* **SUPPLIED DATA**
####

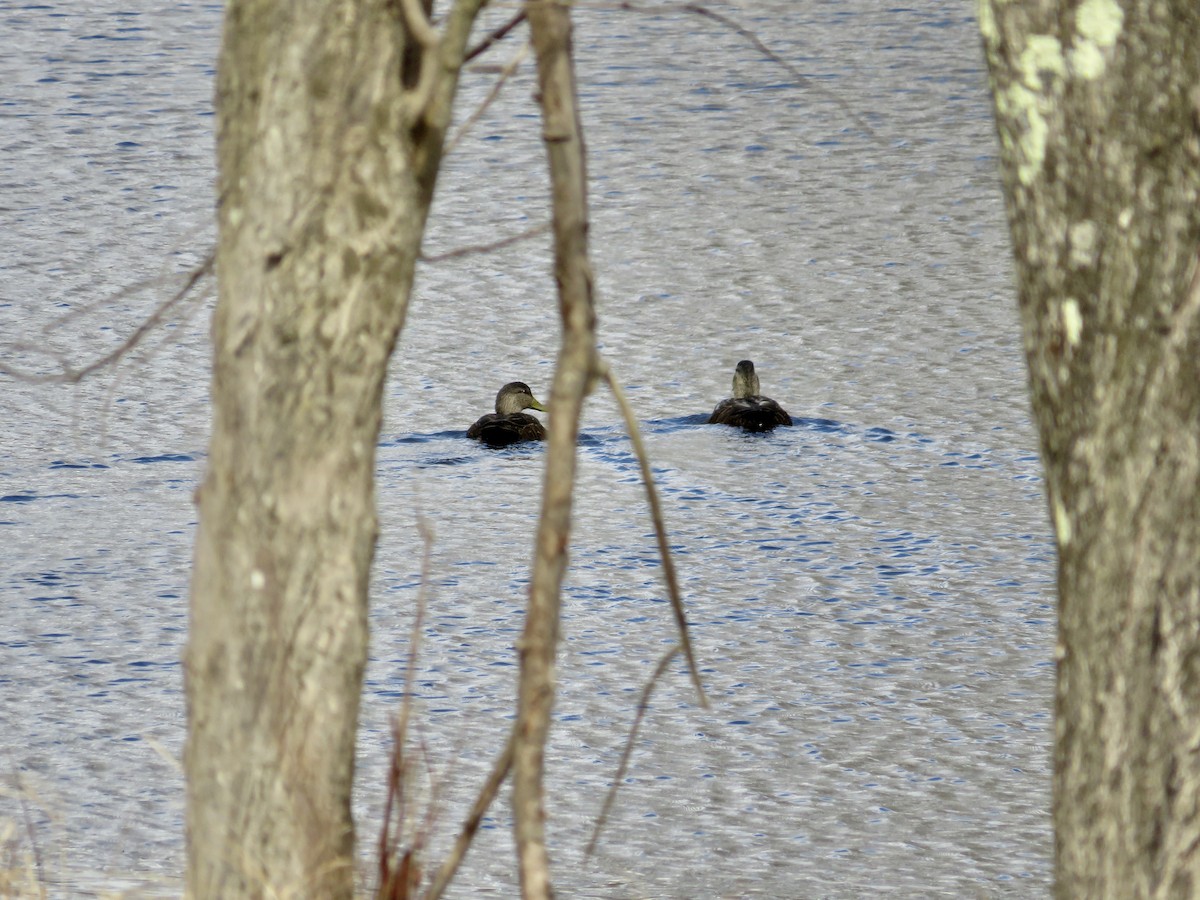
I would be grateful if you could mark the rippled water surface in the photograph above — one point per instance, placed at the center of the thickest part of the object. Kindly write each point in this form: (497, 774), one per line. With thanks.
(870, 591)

####

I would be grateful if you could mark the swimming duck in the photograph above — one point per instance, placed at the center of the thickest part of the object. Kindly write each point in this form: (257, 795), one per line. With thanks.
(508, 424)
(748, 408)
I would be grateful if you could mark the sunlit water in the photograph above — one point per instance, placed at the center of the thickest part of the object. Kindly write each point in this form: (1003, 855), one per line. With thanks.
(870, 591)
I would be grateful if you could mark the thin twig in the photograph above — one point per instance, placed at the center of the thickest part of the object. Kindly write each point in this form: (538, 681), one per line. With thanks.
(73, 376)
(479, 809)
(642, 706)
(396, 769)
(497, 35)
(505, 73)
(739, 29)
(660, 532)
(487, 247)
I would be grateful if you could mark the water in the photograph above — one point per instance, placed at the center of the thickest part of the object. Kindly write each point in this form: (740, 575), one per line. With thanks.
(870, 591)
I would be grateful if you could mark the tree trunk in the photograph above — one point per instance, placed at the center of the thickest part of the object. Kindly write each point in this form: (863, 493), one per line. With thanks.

####

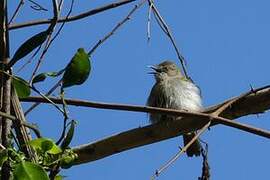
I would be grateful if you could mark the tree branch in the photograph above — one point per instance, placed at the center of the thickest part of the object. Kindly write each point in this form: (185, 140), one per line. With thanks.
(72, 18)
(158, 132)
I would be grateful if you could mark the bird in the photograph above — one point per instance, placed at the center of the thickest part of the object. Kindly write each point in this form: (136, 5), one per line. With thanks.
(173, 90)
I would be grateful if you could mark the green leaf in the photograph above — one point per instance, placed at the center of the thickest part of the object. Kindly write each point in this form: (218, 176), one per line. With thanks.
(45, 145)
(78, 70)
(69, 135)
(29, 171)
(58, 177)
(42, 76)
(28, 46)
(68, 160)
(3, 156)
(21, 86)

####

* **REQUIRED WORK**
Copy out in full every line above that contains the word "tree", matching case exactly.

* **SOLUTION FOR THIS EXERCISE**
I would be grateful if you could mark the tree trunk in the photograph above — one point per instance, placed at the center of the thickest part of the object. Kindly write each point in this form: (863, 493), one per line. With thanks.
I would be grateful if you could mark the tree branch in the photograph above — one point per instance, placed at the center of the thickest part of the object. Kindly write each point in this form: (185, 140), one per line. With thanks.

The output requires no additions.